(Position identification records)
--- Start ---

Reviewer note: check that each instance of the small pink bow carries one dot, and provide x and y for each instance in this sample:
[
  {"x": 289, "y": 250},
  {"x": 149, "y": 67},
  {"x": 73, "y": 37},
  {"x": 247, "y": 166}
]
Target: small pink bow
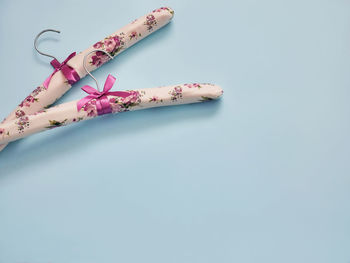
[
  {"x": 102, "y": 102},
  {"x": 69, "y": 73}
]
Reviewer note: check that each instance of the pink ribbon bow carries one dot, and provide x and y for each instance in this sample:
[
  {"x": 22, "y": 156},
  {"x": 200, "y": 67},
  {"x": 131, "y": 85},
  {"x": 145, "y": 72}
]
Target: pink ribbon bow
[
  {"x": 102, "y": 103},
  {"x": 69, "y": 73}
]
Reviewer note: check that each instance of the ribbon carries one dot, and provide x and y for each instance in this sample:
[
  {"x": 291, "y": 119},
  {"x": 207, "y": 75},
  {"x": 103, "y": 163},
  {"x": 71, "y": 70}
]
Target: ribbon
[
  {"x": 102, "y": 102},
  {"x": 69, "y": 73}
]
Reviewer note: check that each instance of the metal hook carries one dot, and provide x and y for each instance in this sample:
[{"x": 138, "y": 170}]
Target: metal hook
[
  {"x": 88, "y": 72},
  {"x": 36, "y": 39}
]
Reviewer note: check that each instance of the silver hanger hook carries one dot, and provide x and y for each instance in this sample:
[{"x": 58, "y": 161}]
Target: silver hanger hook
[
  {"x": 88, "y": 72},
  {"x": 36, "y": 40}
]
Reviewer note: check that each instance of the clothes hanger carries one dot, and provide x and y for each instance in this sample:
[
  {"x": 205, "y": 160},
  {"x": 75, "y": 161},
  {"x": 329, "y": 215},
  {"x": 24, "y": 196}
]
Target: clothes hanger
[
  {"x": 103, "y": 102},
  {"x": 71, "y": 69}
]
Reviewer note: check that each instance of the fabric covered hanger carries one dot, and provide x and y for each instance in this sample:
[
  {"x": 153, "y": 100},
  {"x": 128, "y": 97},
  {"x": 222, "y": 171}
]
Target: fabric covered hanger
[
  {"x": 71, "y": 69},
  {"x": 105, "y": 102}
]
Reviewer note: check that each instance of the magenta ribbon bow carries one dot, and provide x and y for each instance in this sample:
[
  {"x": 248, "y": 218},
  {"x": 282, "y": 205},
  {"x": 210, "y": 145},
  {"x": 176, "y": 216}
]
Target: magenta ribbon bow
[
  {"x": 69, "y": 73},
  {"x": 102, "y": 103}
]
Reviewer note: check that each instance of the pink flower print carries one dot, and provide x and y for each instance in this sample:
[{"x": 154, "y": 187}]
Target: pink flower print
[
  {"x": 110, "y": 44},
  {"x": 27, "y": 101},
  {"x": 22, "y": 122},
  {"x": 178, "y": 89},
  {"x": 164, "y": 8},
  {"x": 150, "y": 22},
  {"x": 91, "y": 110},
  {"x": 176, "y": 93},
  {"x": 193, "y": 85},
  {"x": 98, "y": 45},
  {"x": 20, "y": 113},
  {"x": 115, "y": 106},
  {"x": 117, "y": 41}
]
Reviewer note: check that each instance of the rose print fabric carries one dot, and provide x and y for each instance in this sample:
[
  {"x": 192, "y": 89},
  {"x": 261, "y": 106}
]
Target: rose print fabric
[
  {"x": 67, "y": 113},
  {"x": 114, "y": 44}
]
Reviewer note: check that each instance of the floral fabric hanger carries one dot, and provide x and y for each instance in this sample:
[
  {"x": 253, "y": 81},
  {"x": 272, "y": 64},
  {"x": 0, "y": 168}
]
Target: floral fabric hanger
[
  {"x": 106, "y": 102},
  {"x": 71, "y": 69}
]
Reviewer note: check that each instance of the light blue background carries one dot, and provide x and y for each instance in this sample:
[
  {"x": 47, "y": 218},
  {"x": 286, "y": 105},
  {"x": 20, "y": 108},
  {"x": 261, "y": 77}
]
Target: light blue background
[{"x": 261, "y": 176}]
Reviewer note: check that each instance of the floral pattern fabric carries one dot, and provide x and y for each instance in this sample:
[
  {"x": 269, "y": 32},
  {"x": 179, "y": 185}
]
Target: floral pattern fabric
[
  {"x": 67, "y": 113},
  {"x": 114, "y": 44}
]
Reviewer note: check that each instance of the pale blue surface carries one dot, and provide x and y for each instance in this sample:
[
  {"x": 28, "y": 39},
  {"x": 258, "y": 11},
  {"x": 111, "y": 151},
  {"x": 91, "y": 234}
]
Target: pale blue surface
[{"x": 261, "y": 176}]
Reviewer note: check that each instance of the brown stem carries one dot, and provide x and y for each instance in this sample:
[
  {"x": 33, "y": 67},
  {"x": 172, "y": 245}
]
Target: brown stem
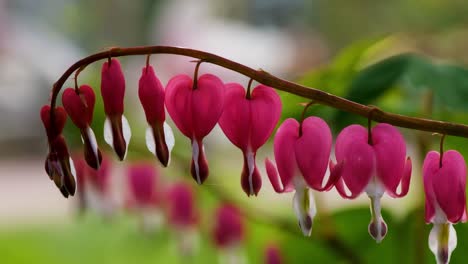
[
  {"x": 441, "y": 150},
  {"x": 195, "y": 75},
  {"x": 306, "y": 106},
  {"x": 273, "y": 81}
]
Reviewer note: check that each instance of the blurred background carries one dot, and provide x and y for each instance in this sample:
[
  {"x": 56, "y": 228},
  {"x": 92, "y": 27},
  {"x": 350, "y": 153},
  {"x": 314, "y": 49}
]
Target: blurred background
[{"x": 338, "y": 46}]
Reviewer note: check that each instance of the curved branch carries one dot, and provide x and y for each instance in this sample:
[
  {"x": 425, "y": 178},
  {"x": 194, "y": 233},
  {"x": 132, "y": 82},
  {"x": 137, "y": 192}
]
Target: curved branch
[{"x": 275, "y": 82}]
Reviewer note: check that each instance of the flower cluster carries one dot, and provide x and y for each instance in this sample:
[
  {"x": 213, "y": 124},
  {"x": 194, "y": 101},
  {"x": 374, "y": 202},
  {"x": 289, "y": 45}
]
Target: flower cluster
[{"x": 371, "y": 160}]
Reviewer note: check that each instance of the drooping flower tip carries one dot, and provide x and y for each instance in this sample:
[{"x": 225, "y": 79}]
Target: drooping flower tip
[
  {"x": 195, "y": 111},
  {"x": 180, "y": 202},
  {"x": 80, "y": 107},
  {"x": 229, "y": 226},
  {"x": 445, "y": 187},
  {"x": 142, "y": 183},
  {"x": 248, "y": 123},
  {"x": 116, "y": 128},
  {"x": 55, "y": 130},
  {"x": 60, "y": 168},
  {"x": 113, "y": 87}
]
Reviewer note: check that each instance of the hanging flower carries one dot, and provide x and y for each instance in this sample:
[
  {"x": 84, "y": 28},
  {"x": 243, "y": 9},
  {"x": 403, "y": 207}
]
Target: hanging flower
[
  {"x": 375, "y": 164},
  {"x": 302, "y": 153},
  {"x": 273, "y": 255},
  {"x": 116, "y": 128},
  {"x": 143, "y": 196},
  {"x": 159, "y": 136},
  {"x": 444, "y": 186},
  {"x": 182, "y": 216},
  {"x": 248, "y": 121},
  {"x": 95, "y": 187},
  {"x": 80, "y": 106},
  {"x": 195, "y": 107},
  {"x": 229, "y": 233},
  {"x": 58, "y": 164}
]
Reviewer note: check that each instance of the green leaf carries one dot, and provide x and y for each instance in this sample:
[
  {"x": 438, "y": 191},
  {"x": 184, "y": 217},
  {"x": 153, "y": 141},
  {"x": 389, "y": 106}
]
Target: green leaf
[{"x": 372, "y": 82}]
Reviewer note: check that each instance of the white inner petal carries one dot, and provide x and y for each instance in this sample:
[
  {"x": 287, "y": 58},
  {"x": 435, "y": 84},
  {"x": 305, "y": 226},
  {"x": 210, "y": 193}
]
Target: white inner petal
[
  {"x": 127, "y": 133},
  {"x": 304, "y": 207},
  {"x": 72, "y": 169},
  {"x": 251, "y": 166},
  {"x": 169, "y": 138},
  {"x": 195, "y": 154},
  {"x": 108, "y": 137},
  {"x": 93, "y": 142},
  {"x": 150, "y": 144},
  {"x": 437, "y": 241}
]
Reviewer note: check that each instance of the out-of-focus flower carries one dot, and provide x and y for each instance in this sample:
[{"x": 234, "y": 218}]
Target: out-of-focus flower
[
  {"x": 159, "y": 136},
  {"x": 182, "y": 215},
  {"x": 375, "y": 164},
  {"x": 80, "y": 106},
  {"x": 302, "y": 153},
  {"x": 116, "y": 128},
  {"x": 195, "y": 107},
  {"x": 444, "y": 185},
  {"x": 273, "y": 255},
  {"x": 248, "y": 120}
]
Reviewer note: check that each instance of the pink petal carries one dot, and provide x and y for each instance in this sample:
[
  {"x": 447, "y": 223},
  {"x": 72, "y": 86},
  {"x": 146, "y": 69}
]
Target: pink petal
[
  {"x": 273, "y": 176},
  {"x": 429, "y": 170},
  {"x": 179, "y": 101},
  {"x": 352, "y": 148},
  {"x": 113, "y": 87},
  {"x": 207, "y": 104},
  {"x": 151, "y": 94},
  {"x": 405, "y": 181},
  {"x": 285, "y": 154},
  {"x": 390, "y": 154},
  {"x": 449, "y": 185},
  {"x": 312, "y": 151},
  {"x": 265, "y": 113},
  {"x": 235, "y": 120},
  {"x": 251, "y": 181}
]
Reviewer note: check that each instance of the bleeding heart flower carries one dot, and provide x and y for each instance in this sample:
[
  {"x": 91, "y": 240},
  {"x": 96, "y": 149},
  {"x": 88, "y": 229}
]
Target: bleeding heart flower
[
  {"x": 273, "y": 255},
  {"x": 182, "y": 215},
  {"x": 228, "y": 233},
  {"x": 58, "y": 164},
  {"x": 302, "y": 153},
  {"x": 248, "y": 121},
  {"x": 94, "y": 187},
  {"x": 375, "y": 165},
  {"x": 444, "y": 185},
  {"x": 229, "y": 226},
  {"x": 116, "y": 128},
  {"x": 80, "y": 106},
  {"x": 159, "y": 136},
  {"x": 195, "y": 108},
  {"x": 142, "y": 182}
]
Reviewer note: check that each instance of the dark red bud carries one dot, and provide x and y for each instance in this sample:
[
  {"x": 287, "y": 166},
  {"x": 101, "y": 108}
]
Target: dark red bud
[
  {"x": 119, "y": 144},
  {"x": 151, "y": 93},
  {"x": 199, "y": 166},
  {"x": 53, "y": 131},
  {"x": 113, "y": 88},
  {"x": 80, "y": 106},
  {"x": 162, "y": 151},
  {"x": 58, "y": 167}
]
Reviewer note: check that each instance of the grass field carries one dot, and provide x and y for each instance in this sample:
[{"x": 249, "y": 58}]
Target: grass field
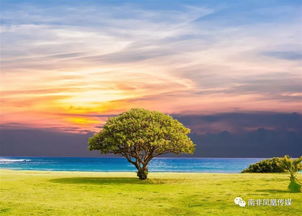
[{"x": 43, "y": 193}]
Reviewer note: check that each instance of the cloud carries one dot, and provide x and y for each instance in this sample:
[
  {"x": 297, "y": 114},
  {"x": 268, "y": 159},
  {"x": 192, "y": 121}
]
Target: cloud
[
  {"x": 101, "y": 58},
  {"x": 287, "y": 55}
]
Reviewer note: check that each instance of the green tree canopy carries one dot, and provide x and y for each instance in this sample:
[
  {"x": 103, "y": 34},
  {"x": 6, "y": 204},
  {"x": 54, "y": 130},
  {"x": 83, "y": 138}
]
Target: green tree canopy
[{"x": 140, "y": 135}]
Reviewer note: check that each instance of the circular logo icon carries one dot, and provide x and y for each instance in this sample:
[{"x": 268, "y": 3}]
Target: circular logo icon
[
  {"x": 242, "y": 203},
  {"x": 237, "y": 200}
]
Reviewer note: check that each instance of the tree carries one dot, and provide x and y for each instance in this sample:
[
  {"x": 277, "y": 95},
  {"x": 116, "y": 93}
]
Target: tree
[
  {"x": 293, "y": 166},
  {"x": 140, "y": 135}
]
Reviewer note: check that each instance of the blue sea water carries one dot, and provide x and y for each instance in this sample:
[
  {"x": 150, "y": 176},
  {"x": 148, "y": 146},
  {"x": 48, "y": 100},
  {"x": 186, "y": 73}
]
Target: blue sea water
[{"x": 207, "y": 165}]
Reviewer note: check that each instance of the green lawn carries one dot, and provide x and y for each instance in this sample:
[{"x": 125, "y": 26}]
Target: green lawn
[{"x": 45, "y": 193}]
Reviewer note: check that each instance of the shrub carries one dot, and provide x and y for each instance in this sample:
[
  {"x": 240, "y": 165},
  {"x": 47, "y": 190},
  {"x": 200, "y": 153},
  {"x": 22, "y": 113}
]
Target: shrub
[{"x": 292, "y": 166}]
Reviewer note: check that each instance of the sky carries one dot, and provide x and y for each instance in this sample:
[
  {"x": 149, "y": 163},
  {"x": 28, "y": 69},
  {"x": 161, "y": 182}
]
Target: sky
[{"x": 69, "y": 65}]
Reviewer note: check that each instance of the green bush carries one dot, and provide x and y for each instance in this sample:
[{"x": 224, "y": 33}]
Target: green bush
[{"x": 273, "y": 165}]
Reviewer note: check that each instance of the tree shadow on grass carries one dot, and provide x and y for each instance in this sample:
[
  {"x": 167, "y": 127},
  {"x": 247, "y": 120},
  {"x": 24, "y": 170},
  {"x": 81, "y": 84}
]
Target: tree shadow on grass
[{"x": 107, "y": 180}]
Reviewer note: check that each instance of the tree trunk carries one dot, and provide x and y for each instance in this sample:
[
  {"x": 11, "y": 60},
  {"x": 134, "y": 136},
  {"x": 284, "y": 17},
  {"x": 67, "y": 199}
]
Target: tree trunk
[{"x": 142, "y": 173}]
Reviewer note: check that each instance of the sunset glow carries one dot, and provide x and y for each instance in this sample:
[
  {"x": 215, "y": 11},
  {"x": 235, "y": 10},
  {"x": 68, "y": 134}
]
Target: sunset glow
[{"x": 69, "y": 68}]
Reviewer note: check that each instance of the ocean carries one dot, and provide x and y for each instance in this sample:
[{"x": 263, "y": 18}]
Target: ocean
[{"x": 198, "y": 165}]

--- End ---

▶ _Your objective_
Reproduce exactly, with nothing added, the lines from the one that contains "Reviewer note: check that each instance of the green lawn" to the end of the data.

▶ _Result of the exercise_
Reviewer note: check that each instance of the green lawn carries one dot, and provide x and y for each instance in this sample:
[{"x": 125, "y": 26}]
Target: green lawn
[{"x": 45, "y": 193}]
Reviewer note: check that each instance of the shrub carries one dot, and provide x and y for each instance in this sample:
[
  {"x": 240, "y": 165},
  {"x": 47, "y": 190},
  {"x": 200, "y": 153},
  {"x": 22, "y": 113}
]
Target: shrub
[{"x": 292, "y": 166}]
Reviewer note: check that each instance of the sky carries one dot, and provide x and y for each instance in this sample:
[
  {"x": 149, "y": 163},
  {"x": 28, "y": 69},
  {"x": 161, "y": 182}
]
Target: sky
[{"x": 69, "y": 65}]
Reviewer note: check that each instance of the green bush carries one dot, and provide x and y for each instance in this sample:
[{"x": 224, "y": 33}]
Target: green bush
[{"x": 273, "y": 165}]
Reviewer note: check that each instance of the tree shadow on grass carries one dot, and provide x and y for each instance in this sample:
[
  {"x": 167, "y": 127},
  {"x": 247, "y": 120},
  {"x": 24, "y": 170},
  {"x": 81, "y": 84}
]
Target: tree shadow on grass
[{"x": 107, "y": 180}]
Reviewer note: check that each instance of the tree trunk carries one dot, and provide x and y for each instance in this sample:
[
  {"x": 11, "y": 60},
  {"x": 134, "y": 136},
  {"x": 284, "y": 17},
  {"x": 67, "y": 199}
]
Target: tree trunk
[{"x": 142, "y": 173}]
Reviewer note: check that each instance of the sunset glow carries one dot, and provide x and y for each instance in this sample:
[
  {"x": 215, "y": 11},
  {"x": 235, "y": 10},
  {"x": 68, "y": 134}
]
Target: sunset glow
[{"x": 69, "y": 68}]
Reviewer note: check that each instance of the ocean carries one dot, and provide x and y for each instance in this sample:
[{"x": 263, "y": 18}]
Target: ocean
[{"x": 198, "y": 165}]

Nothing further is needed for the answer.